Source records:
----------
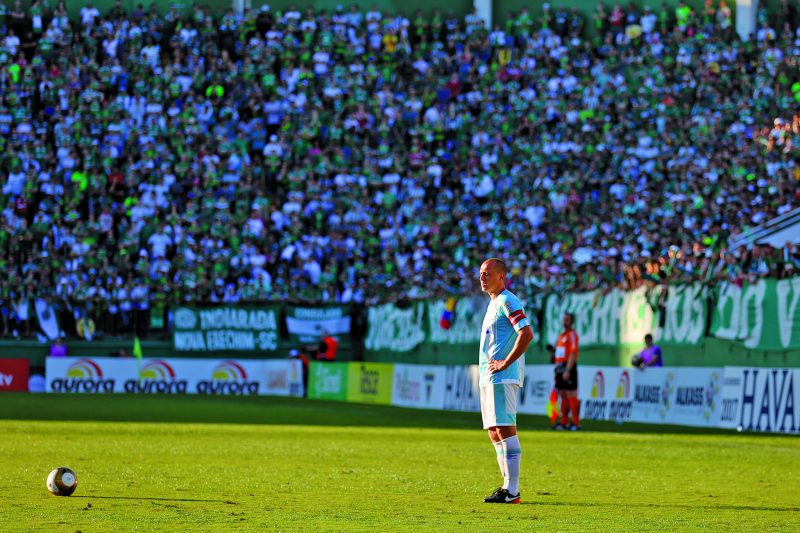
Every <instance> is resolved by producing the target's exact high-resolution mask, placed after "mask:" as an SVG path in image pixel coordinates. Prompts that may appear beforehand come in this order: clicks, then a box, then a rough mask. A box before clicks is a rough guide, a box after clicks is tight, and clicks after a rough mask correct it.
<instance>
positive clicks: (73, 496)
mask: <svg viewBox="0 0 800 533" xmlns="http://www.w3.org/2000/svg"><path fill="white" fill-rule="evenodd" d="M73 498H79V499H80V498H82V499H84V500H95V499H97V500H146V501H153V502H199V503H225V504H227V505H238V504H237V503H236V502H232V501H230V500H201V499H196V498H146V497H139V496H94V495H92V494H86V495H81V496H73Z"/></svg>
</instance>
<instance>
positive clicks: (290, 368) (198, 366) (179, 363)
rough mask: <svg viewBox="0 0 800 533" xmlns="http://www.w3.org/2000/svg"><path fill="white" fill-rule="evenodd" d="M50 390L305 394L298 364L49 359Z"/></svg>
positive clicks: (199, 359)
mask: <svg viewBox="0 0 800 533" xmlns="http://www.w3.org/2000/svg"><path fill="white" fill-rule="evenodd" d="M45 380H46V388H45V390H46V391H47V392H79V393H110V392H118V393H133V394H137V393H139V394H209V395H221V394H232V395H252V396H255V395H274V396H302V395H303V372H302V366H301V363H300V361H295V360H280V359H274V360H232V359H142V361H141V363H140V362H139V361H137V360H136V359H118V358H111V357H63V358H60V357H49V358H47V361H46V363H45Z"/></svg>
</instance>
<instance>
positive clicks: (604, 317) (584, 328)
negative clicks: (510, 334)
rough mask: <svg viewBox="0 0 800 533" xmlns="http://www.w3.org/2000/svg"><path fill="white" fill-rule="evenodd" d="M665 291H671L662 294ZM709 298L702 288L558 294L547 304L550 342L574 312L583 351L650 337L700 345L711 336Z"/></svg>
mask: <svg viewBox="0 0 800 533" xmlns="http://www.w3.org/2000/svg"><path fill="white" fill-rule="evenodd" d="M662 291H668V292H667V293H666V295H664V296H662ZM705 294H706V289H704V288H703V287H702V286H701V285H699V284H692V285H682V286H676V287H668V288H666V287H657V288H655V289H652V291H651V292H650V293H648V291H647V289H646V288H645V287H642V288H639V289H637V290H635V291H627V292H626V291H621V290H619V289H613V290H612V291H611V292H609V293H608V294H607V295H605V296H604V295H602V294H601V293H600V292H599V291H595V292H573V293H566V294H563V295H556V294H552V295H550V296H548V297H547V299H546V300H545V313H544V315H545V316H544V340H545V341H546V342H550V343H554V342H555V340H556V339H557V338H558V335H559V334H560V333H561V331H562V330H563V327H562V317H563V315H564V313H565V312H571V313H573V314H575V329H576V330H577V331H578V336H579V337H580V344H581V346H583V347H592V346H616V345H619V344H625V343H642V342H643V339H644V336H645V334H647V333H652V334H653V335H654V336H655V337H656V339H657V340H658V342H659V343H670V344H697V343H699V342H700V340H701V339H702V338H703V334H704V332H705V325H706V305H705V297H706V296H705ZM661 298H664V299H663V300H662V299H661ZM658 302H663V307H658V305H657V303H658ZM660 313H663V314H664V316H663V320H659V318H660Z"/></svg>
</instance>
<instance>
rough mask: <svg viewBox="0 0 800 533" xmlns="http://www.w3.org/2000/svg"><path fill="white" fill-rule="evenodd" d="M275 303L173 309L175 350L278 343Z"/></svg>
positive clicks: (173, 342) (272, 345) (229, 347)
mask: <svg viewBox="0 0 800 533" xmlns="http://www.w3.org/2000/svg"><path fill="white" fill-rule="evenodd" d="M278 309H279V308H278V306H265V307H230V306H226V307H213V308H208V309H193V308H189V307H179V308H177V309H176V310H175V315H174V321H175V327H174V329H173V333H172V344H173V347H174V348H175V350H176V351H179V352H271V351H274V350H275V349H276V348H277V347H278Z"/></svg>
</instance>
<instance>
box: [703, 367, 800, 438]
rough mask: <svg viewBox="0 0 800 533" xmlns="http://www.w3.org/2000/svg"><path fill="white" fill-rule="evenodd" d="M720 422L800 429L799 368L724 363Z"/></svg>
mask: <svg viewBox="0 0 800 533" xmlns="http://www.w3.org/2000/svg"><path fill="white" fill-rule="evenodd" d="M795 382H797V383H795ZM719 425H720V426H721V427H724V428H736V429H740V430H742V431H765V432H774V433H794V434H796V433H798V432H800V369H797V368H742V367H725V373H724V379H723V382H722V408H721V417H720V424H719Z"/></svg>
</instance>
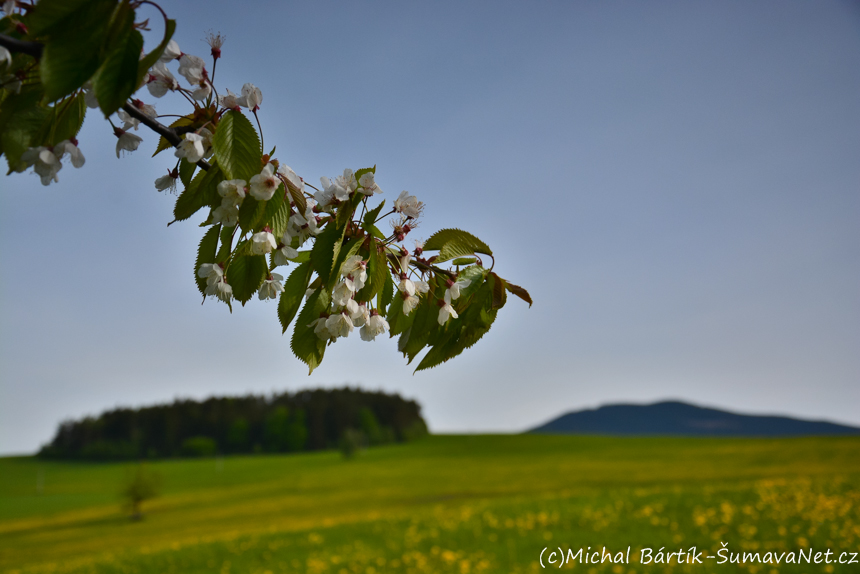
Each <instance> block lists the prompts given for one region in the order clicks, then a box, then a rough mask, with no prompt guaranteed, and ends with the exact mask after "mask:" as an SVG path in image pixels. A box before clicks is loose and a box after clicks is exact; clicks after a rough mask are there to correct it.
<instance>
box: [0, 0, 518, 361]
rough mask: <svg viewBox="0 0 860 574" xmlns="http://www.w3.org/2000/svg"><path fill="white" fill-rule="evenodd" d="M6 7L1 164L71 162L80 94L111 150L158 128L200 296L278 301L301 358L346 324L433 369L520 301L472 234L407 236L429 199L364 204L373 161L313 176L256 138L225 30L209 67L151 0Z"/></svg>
----------
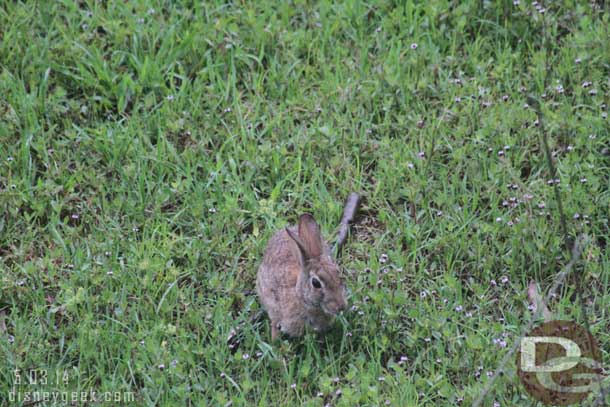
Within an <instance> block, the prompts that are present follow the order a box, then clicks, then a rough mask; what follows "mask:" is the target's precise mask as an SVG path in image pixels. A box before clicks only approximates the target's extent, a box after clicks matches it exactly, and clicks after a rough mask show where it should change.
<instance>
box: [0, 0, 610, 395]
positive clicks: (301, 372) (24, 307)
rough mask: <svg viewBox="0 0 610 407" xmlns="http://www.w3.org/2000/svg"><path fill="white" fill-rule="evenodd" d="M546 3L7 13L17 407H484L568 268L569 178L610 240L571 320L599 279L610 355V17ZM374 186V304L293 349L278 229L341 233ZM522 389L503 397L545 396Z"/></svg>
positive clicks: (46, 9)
----------
■ **EXERCISE**
Locate every line in the items above that contains the string "positive", and copy each of those lines.

■ **EXERCISE SOLUTION**
positive clicks: (73, 496)
positive clicks: (290, 368) (198, 366) (179, 363)
positive clicks: (199, 359)
positive clicks: (604, 317) (584, 328)
positive clicks: (173, 342) (272, 345) (229, 347)
positive clicks: (301, 372) (24, 307)
positive clicks: (46, 9)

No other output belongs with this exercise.